■ **PROBLEM**
Copy the material below word for word, keeping each line unchanged.

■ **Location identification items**
----

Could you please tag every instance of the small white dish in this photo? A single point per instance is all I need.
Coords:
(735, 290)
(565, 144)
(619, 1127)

----

■ **SOLUTION TO THE PROBLEM**
Could you please tag every instance of the small white dish in this photo? A single point per instance is all I need.
Coords:
(735, 290)
(565, 144)
(619, 1127)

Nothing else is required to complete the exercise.